* _Exercise details_
Repeat the full listing exactly.

* _Exercise data_
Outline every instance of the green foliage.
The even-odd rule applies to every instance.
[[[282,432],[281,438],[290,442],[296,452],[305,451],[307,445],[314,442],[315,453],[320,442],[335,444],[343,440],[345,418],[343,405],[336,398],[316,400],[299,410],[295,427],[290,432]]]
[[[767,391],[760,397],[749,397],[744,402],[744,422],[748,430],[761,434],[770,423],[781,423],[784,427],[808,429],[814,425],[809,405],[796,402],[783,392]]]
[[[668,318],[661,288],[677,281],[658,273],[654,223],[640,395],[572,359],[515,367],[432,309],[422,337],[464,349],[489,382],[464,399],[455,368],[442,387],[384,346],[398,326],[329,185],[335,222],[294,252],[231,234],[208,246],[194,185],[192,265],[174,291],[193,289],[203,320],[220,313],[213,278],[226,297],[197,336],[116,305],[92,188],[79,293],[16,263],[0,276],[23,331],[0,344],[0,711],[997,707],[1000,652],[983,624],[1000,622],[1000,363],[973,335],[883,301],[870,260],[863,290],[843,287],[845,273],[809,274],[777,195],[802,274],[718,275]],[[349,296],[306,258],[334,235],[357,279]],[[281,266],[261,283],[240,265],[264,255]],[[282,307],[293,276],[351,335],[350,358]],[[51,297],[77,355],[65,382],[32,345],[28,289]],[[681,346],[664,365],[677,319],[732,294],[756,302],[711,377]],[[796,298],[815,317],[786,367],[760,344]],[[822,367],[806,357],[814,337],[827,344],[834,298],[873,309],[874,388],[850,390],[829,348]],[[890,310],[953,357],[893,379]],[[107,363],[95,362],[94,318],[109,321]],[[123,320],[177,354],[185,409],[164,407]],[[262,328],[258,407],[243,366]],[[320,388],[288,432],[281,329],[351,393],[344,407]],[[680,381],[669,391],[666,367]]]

* _Response area_
Outline every instance of the green foliage.
The even-odd rule applies to every instance.
[[[282,432],[281,438],[290,442],[296,452],[305,451],[307,445],[314,442],[315,453],[320,442],[335,444],[343,440],[345,418],[343,405],[336,398],[316,400],[299,410],[295,427],[290,432]]]
[[[767,391],[760,397],[749,397],[744,402],[744,422],[748,430],[761,434],[770,423],[781,423],[784,427],[808,429],[814,425],[809,405],[796,402],[783,392]]]
[[[668,318],[661,288],[677,281],[658,273],[654,223],[640,395],[572,359],[515,367],[432,309],[422,337],[464,349],[489,382],[464,399],[455,368],[442,387],[384,346],[398,326],[329,185],[335,222],[294,252],[231,234],[208,246],[194,185],[192,265],[174,291],[193,289],[203,320],[220,313],[213,278],[226,297],[197,336],[116,305],[92,188],[79,293],[16,263],[0,276],[23,331],[0,344],[0,711],[997,707],[1000,652],[983,624],[1000,622],[1000,363],[973,335],[883,301],[870,260],[863,290],[843,287],[845,273],[809,274],[777,195],[802,274],[718,275]],[[349,296],[306,258],[334,235],[357,279]],[[281,266],[261,283],[240,265],[264,255]],[[282,307],[293,276],[351,335],[350,358]],[[51,297],[77,355],[65,382],[32,345],[28,289]],[[681,346],[664,365],[677,319],[732,294],[756,302],[711,377]],[[796,298],[815,317],[786,367],[760,344]],[[822,367],[806,357],[814,337],[827,344],[834,298],[873,309],[874,388],[850,390],[829,348]],[[890,310],[953,357],[893,379]],[[107,363],[95,362],[94,318],[109,321]],[[123,320],[177,354],[185,409],[164,407]],[[262,328],[258,407],[243,366]],[[320,388],[288,432],[281,329],[351,393],[344,407]],[[680,381],[669,391],[666,367]]]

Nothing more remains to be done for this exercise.